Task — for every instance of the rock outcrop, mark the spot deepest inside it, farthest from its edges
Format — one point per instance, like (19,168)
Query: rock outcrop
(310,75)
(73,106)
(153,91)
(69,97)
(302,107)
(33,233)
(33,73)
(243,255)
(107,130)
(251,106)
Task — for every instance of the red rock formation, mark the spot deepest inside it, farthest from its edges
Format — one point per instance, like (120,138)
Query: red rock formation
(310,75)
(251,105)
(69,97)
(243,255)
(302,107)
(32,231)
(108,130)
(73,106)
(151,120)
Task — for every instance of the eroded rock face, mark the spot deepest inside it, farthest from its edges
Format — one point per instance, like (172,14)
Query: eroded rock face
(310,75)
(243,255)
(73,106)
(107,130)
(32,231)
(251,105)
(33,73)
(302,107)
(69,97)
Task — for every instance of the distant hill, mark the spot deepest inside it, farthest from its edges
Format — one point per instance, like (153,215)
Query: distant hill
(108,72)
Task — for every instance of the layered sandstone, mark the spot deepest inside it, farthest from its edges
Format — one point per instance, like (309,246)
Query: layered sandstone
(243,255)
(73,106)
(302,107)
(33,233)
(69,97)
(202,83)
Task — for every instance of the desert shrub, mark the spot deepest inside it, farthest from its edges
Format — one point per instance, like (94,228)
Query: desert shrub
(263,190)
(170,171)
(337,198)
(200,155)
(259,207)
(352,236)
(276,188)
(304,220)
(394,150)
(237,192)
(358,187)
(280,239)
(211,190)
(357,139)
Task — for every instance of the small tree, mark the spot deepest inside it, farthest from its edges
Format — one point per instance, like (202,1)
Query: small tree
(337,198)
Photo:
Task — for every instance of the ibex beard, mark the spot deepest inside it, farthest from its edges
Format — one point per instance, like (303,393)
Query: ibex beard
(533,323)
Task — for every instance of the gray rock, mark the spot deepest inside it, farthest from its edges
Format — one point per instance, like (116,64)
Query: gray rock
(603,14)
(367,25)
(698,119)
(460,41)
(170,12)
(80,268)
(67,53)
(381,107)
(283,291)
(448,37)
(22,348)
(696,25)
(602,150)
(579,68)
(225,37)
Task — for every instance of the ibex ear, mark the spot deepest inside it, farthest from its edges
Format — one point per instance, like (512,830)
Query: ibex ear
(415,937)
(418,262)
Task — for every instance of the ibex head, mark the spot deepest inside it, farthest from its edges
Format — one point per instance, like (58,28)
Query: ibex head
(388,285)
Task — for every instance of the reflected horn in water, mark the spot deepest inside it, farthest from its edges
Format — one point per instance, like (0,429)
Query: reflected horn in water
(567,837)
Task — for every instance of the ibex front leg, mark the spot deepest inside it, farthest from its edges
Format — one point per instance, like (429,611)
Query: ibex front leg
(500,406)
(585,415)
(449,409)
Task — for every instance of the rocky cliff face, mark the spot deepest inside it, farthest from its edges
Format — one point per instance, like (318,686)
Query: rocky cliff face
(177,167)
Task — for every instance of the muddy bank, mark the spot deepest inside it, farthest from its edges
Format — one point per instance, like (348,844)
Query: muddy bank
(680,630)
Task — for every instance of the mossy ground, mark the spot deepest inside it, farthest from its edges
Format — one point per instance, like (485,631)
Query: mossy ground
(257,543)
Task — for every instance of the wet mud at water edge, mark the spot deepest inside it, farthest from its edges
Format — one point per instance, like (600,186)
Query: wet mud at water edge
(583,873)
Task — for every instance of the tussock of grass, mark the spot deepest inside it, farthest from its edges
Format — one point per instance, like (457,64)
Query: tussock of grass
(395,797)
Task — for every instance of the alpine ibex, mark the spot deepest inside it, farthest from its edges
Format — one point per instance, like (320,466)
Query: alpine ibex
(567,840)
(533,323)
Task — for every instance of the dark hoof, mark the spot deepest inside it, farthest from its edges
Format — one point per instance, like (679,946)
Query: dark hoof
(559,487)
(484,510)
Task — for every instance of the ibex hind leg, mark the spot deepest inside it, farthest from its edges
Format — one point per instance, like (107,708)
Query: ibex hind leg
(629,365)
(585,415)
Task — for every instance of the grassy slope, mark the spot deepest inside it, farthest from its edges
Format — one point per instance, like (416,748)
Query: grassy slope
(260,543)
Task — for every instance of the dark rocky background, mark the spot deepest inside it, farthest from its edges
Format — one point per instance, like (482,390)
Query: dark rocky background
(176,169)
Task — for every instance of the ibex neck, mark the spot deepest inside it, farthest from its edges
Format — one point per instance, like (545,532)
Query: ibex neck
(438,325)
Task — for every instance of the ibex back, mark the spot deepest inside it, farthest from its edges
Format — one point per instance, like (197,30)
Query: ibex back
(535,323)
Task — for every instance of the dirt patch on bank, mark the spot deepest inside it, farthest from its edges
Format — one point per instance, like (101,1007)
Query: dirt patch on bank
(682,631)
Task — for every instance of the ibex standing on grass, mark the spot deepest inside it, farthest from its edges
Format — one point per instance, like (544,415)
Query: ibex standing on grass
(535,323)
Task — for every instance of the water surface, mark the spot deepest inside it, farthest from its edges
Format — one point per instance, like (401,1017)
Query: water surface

________________________

## GIVEN REQUEST:
Repeat only the lines from the one holding "Task — for every instance of the dark rocky" through the last line of the data.

## RESULT OF THE TASK:
Task — for every instance of the dark rocky background, mark the spot deepest inside it, farthest from its edges
Format — one point per instance, like (482,390)
Query: dark rocky background
(176,169)
Task — for every instance of the ibex neck, mark the spot deepest inside it, farthest from its edges
Format — one point per instance, like (545,532)
Query: ibex neck
(438,325)
Task — for every instance of the ibex back, mark the spot deepest inside it, farthest from its edges
Format — one point per instance, like (197,30)
Query: ibex back
(535,323)
Task — for every instance of the dirt patch on bank, mark the spot deepest inside it, farthest from its edges
Format — one point per instance, like (101,1007)
Query: dirt patch on bank
(682,631)
Task — for every instance of the ibex standing on grass, mark the spot deepest inside it, farthest from its edges
Format — one point per instance, like (544,415)
Query: ibex standing on grass
(535,323)
Task — for every instance of the water surface, mark the spot deepest inside it, farthest from its edges
Format — one point per instance, like (401,1017)
Query: water surface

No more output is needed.